Fragmento proporcionado

━━━━━━━━━━

El estalinismo y sus turiferarios consagraron la idea de la Revolución Francesa como “revolución burguesa” –en vez de como la última gran jacquerie, antifeudal, y al tiempo, anticapitalista–, alentaron el uso de la noción de “democracia burguesa” –un oxímoron que no puede hallarse una sola vez en la obra de Marx y Engels– y contribuyeron a fomentar la idea, ahistórica y apolítica, de una homogénea “modernidad burguesa” –etapa de desarrollo ontogenético–, que habría inventado, entre otras cosas, el individualismo y las libertades y los derechos personales.

 

Thompson no sólo ilustra y documenta detalladamente que la lucha decimonónica por la libertad de prensa, las libertades políticas y el sufragio democrático fue una lucha obrera y popular, y en cualquier caso, muy poco “burguesa”, sino que las grandes conquistas de derechos individuales y libertades y garantías públicas traían su origen en viejas luchas medievales populares y comunarias que configuraron las tradiciones constitucionales de la “libertad inglesa”:

La primera, y más evidente, es que la ideología obrera que maduró en los años treinta (del siglo XIX) y que, a través de diversas traslaciones, ha perdurado desde entonces, confirió un valor excepcionalmente elevado a los derechos de la prensa, de la palabra, de reunión y de libertad personal. Por supuesto, la tradición del “inglés libre por nacimiento” es mucho más antigua, pero apenas se sostiene la idea que encontramos en algunas de las interpretaciones “marxistas” tardías, según la cual estas reivindicaciones aparecen como una herencia del “individualismo burgués”. (cap. 6, pág.783)

 

Es verdad: luego de la I Revolución Industrial “inglesa” (1760-1830) –que terminó de triunfar políticamente, como tan oportunamente recuerda Thompson en este libro, en la estela contrarrevolucionaria de la derrota de la democracia republicana revolucionaria francesa–, vino la segunda Revolución Industrial “alemana” (1870-1900), mucho más importante aún a todos los efectos para la historia económica.

━━━━━━━━━━

(Entradas de datos almacenados)
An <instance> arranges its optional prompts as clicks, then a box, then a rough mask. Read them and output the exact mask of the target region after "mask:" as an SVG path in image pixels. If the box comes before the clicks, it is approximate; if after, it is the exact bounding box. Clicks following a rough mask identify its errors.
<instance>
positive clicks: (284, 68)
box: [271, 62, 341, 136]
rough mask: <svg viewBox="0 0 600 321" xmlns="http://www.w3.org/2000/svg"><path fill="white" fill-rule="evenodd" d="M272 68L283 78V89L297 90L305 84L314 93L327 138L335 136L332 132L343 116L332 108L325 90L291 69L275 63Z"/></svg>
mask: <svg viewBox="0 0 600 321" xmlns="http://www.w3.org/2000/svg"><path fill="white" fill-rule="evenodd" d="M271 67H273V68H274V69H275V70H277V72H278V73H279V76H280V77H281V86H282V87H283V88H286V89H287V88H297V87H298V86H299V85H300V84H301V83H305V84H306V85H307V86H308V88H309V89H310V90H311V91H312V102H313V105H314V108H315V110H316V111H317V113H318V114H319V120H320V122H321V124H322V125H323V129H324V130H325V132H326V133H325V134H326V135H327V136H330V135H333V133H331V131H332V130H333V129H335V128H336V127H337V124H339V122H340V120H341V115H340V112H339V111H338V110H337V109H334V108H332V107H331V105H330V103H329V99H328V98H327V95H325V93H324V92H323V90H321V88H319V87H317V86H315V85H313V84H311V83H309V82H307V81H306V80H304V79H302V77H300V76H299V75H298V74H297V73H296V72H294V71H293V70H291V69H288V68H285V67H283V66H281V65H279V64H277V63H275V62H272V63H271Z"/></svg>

━━━━━━━━━━

Sobre este ejercicio
Reproduce el fragmento desde las palabras "La primera, y" y detente después de "(cap. 6, pág.783)", cambiando "libertad personal" por "libertad individual". Los datos no guardan ninguna relación con el fragmento.

Respuesta al problema
La primera, y más evidente, es que la ideología obrera que maduró en los años treinta (del siglo XIX) y que, a través de diversas traslaciones, ha perdurado desde entonces, confirió un valor excepcionalmente elevado a los derechos de la prensa, de la palabra, de reunión y de libertad individual. Por supuesto, la tradición del “inglés libre por nacimiento” es mucho más antigua, pero apenas se sostiene la idea que encontramos en algunas de las interpretaciones “marxistas” tardías, según la cual estas reivindicaciones aparecen como una herencia del “individualismo burgués”. (cap. 6, pág.783)